Data:
-- START --
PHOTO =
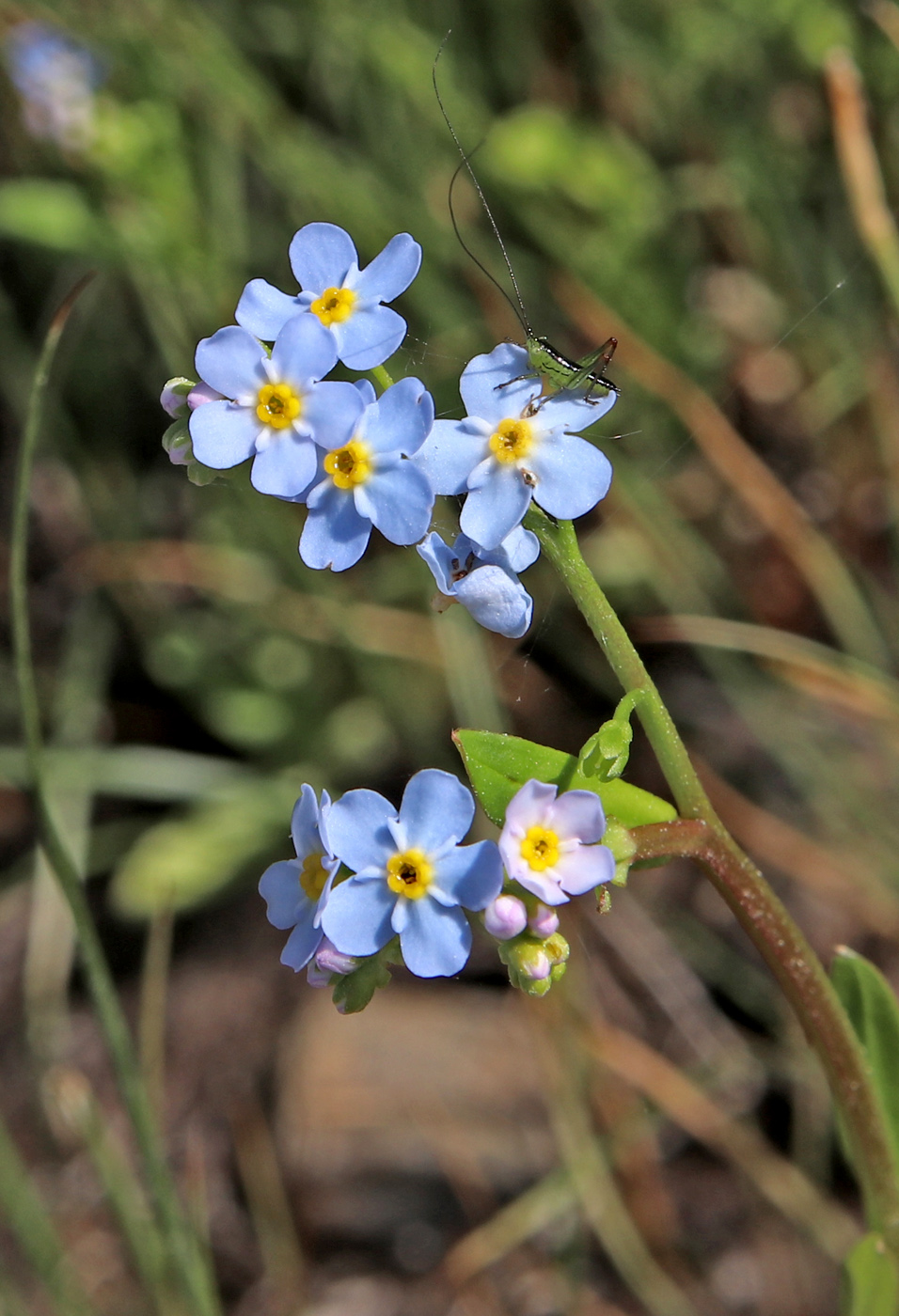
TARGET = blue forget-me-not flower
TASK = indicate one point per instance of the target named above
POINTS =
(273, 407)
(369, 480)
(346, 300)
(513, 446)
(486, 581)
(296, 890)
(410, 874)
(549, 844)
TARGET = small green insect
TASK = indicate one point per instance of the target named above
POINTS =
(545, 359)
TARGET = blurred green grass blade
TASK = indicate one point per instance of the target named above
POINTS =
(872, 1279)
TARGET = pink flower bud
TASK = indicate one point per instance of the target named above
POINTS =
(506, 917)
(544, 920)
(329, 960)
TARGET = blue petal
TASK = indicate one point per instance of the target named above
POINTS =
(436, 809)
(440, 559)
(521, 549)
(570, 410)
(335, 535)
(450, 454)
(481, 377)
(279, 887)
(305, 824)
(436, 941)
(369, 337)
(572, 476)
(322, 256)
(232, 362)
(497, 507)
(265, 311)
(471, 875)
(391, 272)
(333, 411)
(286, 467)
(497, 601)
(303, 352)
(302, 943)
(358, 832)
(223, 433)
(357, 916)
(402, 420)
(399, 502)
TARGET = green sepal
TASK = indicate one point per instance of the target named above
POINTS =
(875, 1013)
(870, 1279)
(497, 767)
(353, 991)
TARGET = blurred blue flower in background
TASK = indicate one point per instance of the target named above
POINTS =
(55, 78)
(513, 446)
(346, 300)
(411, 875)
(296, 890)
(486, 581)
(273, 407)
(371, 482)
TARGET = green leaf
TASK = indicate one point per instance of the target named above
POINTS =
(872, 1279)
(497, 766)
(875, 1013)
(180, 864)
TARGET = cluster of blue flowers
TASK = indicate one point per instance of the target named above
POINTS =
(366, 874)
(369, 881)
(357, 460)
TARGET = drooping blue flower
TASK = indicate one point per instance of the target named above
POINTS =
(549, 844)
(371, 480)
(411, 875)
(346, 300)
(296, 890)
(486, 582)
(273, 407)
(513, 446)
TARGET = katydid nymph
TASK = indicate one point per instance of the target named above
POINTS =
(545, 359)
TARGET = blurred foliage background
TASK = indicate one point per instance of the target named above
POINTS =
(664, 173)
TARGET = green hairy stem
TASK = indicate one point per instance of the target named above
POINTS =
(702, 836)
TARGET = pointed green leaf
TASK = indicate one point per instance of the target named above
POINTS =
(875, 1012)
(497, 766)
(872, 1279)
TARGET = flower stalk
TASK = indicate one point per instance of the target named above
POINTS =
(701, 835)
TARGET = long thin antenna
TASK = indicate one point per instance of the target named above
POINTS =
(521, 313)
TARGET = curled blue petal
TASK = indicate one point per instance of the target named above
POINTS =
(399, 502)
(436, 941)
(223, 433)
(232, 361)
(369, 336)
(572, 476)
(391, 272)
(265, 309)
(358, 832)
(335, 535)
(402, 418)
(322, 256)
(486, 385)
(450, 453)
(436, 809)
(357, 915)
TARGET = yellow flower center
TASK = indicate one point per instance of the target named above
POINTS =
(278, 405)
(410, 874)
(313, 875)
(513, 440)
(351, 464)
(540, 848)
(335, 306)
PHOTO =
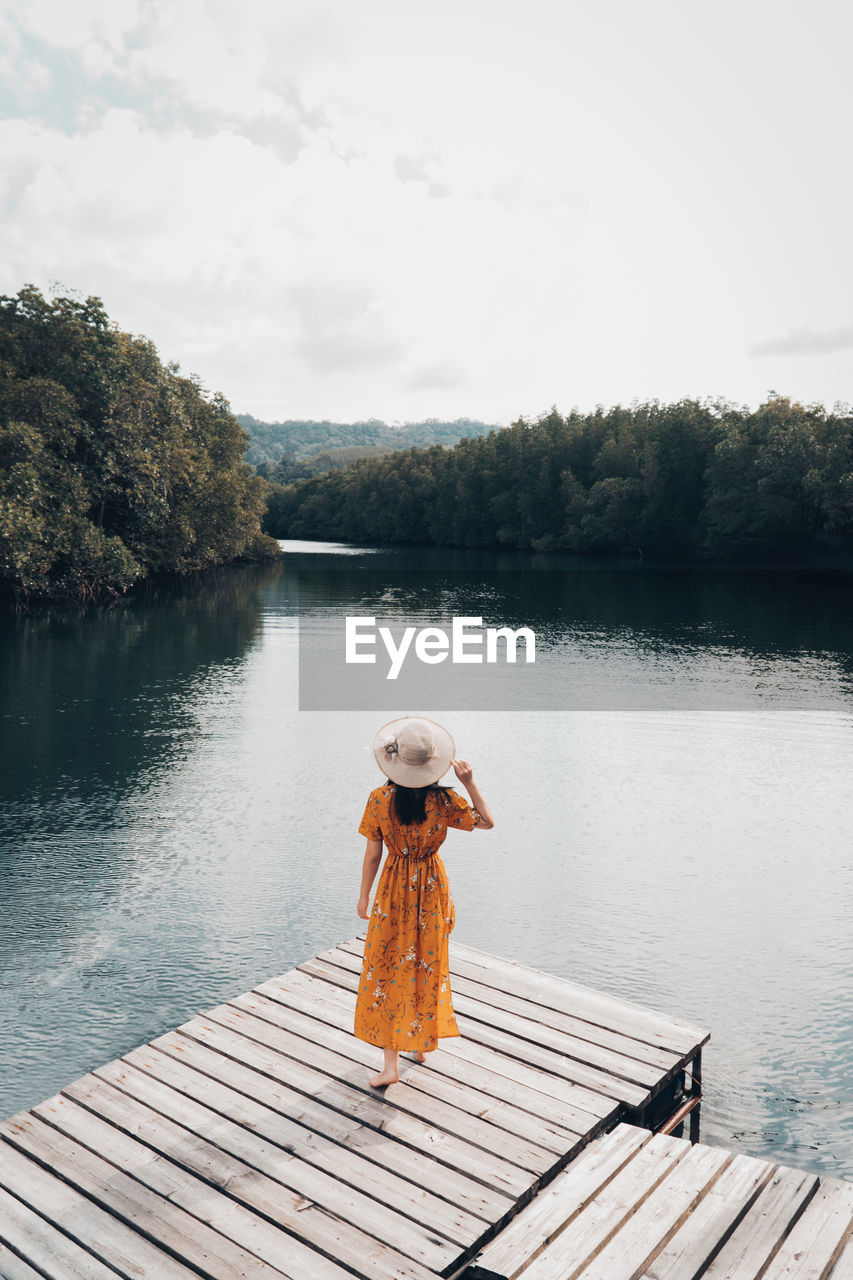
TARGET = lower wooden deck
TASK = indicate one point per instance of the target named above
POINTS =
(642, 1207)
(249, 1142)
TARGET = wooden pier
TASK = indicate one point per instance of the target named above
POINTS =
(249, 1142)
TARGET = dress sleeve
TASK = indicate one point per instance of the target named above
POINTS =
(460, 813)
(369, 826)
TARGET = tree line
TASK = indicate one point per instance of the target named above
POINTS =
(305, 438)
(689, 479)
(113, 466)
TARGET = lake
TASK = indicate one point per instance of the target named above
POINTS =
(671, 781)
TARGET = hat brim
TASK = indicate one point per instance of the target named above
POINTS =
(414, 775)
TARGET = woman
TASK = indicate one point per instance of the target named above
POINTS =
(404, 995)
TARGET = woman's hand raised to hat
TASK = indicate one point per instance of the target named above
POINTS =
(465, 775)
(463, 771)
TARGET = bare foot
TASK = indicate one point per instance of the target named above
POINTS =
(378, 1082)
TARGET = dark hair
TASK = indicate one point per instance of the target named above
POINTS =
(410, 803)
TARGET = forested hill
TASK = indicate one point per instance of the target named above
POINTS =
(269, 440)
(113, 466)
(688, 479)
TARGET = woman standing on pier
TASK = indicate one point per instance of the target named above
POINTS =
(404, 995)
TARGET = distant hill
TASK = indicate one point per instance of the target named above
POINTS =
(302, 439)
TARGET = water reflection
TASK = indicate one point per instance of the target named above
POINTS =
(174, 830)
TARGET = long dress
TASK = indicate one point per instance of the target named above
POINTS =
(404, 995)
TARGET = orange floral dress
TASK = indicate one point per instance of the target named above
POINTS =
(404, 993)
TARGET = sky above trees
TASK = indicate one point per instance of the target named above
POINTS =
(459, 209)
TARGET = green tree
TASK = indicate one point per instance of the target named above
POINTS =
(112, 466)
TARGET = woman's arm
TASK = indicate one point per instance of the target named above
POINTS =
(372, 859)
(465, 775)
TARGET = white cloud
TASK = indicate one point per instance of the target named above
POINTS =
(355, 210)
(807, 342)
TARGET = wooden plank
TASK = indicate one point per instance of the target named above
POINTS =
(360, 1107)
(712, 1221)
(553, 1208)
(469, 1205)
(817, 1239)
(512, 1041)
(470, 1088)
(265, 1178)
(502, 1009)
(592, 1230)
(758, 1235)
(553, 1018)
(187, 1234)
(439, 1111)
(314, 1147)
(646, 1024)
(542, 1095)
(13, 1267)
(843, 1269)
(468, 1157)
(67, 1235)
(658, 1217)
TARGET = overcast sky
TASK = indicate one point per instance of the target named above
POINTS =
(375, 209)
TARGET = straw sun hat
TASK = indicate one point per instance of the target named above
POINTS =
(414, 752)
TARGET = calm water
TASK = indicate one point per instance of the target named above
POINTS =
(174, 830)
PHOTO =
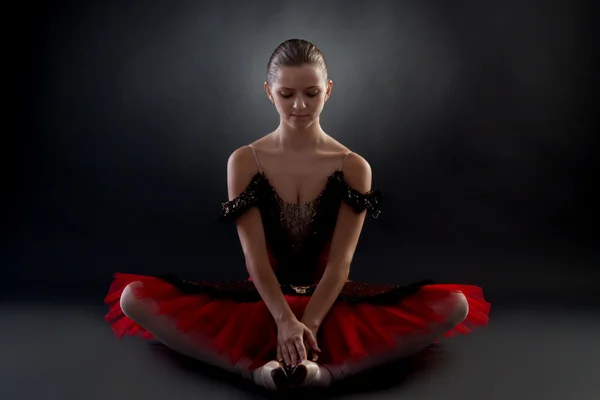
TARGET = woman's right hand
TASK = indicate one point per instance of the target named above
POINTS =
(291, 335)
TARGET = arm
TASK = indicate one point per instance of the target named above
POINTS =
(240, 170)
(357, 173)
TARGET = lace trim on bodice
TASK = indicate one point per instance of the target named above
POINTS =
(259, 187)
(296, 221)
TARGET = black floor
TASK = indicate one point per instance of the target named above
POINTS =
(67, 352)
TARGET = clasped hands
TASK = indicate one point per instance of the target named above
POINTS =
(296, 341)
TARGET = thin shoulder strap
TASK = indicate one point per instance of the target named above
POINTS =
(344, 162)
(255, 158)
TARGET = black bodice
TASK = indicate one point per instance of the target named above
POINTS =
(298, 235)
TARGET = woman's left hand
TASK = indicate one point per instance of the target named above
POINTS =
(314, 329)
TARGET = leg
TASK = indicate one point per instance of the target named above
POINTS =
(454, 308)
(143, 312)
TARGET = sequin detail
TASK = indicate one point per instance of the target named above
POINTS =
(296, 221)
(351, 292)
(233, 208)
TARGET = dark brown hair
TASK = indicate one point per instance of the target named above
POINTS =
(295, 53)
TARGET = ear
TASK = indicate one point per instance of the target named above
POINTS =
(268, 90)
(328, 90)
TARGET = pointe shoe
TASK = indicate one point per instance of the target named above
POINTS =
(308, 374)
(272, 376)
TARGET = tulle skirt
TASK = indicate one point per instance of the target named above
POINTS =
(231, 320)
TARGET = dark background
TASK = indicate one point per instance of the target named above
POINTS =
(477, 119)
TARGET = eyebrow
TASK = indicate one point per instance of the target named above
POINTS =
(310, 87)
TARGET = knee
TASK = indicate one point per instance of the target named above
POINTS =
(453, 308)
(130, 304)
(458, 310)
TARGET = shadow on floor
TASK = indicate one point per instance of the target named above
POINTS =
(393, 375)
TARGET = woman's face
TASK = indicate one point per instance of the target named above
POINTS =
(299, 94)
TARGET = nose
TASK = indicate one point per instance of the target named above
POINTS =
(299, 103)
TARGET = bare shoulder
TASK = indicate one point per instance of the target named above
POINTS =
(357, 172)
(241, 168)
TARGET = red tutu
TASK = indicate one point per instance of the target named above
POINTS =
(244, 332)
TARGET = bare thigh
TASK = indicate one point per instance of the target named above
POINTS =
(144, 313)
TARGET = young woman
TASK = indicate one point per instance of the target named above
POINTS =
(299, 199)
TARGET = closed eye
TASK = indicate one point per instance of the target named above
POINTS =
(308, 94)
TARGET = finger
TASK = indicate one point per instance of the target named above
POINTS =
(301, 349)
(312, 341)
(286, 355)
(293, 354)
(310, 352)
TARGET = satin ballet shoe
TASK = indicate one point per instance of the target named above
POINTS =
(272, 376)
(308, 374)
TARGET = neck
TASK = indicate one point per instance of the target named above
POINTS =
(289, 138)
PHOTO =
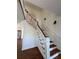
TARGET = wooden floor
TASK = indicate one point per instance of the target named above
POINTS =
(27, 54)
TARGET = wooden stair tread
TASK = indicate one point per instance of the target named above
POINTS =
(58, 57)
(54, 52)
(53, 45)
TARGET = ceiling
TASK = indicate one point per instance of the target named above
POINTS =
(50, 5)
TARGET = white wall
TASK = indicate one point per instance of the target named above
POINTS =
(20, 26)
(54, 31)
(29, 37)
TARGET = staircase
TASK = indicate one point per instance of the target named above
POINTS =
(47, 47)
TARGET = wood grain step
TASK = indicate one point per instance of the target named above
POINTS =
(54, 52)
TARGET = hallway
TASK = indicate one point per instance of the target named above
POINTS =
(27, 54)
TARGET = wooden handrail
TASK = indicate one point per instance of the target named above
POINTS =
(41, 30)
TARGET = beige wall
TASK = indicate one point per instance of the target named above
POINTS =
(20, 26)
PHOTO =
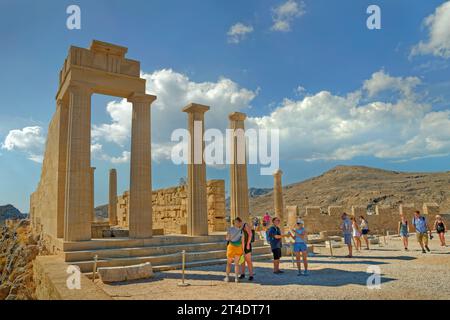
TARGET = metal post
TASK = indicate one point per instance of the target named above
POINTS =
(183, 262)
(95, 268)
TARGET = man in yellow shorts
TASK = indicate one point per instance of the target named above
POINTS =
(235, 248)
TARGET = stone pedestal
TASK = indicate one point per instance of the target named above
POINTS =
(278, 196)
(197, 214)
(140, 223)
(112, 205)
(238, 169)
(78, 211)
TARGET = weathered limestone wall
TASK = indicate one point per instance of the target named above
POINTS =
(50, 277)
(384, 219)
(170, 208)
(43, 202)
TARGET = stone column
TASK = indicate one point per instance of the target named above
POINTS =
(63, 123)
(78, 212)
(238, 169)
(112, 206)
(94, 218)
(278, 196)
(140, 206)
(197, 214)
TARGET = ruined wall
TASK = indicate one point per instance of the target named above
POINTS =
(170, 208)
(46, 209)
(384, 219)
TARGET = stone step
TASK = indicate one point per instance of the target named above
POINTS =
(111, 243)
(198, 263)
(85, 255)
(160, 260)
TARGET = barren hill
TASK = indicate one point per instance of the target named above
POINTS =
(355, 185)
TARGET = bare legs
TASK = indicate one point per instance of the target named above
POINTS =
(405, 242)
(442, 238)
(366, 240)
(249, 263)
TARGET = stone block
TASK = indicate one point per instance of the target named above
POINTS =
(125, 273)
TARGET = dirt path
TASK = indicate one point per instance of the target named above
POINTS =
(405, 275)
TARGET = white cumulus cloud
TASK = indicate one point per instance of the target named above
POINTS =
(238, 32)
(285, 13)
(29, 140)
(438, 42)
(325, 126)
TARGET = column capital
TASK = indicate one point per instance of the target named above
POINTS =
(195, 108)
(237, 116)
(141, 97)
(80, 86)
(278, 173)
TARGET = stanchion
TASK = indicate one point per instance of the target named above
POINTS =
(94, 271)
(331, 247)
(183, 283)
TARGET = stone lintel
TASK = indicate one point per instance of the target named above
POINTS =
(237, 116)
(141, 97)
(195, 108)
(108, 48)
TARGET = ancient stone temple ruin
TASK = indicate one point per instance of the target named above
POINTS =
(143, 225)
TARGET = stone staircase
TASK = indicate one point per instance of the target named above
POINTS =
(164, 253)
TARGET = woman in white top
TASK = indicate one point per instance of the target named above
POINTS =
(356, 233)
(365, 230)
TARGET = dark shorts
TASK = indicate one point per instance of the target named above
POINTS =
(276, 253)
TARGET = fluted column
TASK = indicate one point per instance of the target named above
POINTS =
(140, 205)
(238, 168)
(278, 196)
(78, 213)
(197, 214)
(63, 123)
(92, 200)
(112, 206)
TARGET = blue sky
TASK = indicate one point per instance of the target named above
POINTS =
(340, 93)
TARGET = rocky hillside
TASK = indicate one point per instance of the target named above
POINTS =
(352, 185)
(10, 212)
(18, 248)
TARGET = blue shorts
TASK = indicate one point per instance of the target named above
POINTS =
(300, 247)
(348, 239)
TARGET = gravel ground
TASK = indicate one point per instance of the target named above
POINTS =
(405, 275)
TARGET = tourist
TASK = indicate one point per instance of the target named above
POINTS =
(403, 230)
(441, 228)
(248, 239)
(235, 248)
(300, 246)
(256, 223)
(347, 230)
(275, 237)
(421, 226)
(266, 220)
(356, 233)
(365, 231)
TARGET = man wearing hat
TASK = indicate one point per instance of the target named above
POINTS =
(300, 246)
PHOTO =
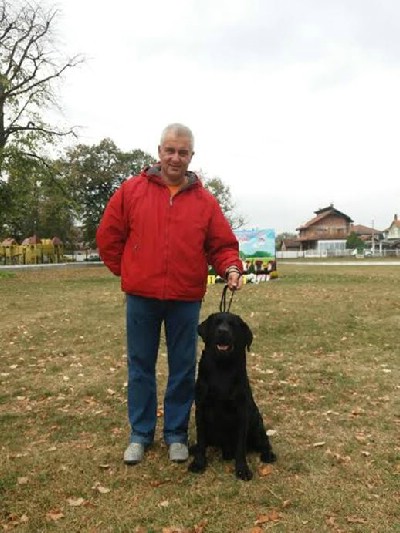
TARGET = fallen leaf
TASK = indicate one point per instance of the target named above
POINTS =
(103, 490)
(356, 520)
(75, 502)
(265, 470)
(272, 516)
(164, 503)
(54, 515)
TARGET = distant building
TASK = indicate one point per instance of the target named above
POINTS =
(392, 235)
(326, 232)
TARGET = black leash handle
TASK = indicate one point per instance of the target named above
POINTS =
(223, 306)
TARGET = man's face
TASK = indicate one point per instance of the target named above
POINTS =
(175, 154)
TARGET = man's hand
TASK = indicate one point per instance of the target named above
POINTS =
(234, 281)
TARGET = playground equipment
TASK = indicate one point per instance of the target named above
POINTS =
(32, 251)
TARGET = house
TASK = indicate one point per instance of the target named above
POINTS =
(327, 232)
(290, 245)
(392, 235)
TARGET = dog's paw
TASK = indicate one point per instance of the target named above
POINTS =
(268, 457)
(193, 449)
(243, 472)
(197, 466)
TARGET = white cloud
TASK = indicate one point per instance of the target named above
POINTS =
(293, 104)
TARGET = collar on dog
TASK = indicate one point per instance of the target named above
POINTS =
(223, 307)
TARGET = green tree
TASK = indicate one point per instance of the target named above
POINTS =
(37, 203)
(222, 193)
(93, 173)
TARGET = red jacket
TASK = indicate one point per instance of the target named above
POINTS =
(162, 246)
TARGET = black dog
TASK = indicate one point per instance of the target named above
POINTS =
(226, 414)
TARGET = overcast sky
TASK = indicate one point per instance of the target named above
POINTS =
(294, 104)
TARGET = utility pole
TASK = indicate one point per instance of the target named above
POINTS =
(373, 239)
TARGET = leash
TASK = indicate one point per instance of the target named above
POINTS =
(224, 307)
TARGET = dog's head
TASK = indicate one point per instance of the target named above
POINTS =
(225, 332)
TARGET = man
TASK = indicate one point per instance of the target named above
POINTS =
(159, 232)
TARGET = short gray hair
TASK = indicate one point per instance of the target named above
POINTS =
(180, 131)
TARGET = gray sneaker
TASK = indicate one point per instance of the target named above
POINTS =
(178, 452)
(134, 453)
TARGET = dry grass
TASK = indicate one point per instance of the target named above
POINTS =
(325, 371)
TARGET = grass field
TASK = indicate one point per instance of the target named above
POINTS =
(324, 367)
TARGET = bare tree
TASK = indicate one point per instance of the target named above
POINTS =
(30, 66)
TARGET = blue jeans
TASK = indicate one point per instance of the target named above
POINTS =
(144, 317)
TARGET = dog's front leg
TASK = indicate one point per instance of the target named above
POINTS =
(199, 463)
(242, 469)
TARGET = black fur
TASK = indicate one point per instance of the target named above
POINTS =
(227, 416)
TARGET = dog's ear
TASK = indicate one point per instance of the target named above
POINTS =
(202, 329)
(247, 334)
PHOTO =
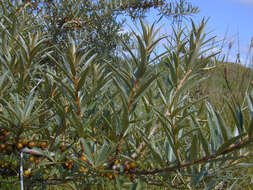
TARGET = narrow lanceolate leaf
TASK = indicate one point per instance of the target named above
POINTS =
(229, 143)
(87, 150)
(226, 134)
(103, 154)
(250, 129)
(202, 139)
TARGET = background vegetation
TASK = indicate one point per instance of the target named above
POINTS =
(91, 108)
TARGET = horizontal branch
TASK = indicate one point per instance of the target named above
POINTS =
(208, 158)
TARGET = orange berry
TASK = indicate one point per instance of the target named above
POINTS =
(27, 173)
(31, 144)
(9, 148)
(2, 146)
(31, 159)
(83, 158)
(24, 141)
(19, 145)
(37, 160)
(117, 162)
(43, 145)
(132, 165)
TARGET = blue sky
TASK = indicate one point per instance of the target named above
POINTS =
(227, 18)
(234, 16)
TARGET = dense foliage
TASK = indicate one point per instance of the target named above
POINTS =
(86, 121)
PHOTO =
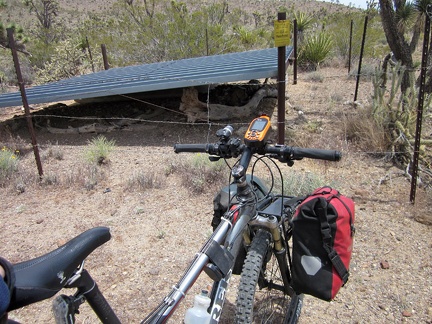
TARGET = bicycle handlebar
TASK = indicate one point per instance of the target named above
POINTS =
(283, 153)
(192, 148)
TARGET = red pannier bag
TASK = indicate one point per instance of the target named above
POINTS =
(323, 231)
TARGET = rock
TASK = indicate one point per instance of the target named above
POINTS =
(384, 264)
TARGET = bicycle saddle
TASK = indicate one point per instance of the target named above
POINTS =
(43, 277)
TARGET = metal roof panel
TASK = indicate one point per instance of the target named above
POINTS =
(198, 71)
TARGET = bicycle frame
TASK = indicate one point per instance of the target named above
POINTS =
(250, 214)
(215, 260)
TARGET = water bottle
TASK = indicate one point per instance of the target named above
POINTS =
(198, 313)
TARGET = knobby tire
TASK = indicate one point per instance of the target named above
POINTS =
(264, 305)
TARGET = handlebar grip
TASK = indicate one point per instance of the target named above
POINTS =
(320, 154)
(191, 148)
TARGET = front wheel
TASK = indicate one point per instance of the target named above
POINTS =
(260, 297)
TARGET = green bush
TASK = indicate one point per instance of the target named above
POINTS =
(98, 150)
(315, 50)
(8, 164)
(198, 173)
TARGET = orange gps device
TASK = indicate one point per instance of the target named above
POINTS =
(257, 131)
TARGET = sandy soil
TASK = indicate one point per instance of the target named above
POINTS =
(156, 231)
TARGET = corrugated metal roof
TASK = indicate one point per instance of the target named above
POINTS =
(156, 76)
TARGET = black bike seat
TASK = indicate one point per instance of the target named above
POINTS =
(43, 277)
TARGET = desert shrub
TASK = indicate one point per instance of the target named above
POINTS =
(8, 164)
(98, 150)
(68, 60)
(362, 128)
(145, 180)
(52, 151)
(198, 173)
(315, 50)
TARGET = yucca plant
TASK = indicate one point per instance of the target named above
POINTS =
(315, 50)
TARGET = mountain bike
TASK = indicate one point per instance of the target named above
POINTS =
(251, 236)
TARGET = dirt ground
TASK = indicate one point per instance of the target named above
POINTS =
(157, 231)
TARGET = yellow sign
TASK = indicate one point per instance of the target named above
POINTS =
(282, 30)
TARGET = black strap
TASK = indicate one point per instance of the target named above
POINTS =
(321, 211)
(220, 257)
-- END --
Exercise aim:
Keep only the lines from the one containing "TARGET = green bush" to the end of the entries, and repeat them exactly.

Complete answer:
TARGET = green bush
TASK = indicate one point per instance of the target named above
POINTS =
(98, 150)
(315, 50)
(8, 164)
(198, 173)
TARGET = orange gps device
TASK = indicate one point per instance of the target named above
POINTS =
(257, 131)
TARGET = sandy soil
TASK = indicate one point per instance of the target named above
POINTS =
(156, 231)
TARGET = corrugated metal roof
TASK = indicate one point per instance of the target named above
POINTS =
(156, 76)
TARGET = black bike seat
TASK = indicate one point per instance of the target named above
POINTS =
(43, 277)
TARGET = desert shrub
TASK = indicate one point per instance of the target named above
POINTS =
(8, 164)
(98, 150)
(68, 60)
(362, 128)
(145, 180)
(52, 151)
(198, 173)
(315, 50)
TARGET = yucca plant
TASK = indicate one point per instance of the target named above
POINTS =
(315, 50)
TARGET = mountain bike
TASK = indicate one point per instance of the target named above
POINTS =
(251, 236)
TARGET = dirt ground
TASK = indicate one point per instance of the target named above
POINTS =
(157, 231)
TARGET = yellow sign
TASK = indicate one point per instance of the target named above
POINTS =
(282, 30)
TARGET = black strap
TASK = indicate one point per instance of the target named above
POINTS =
(321, 211)
(220, 257)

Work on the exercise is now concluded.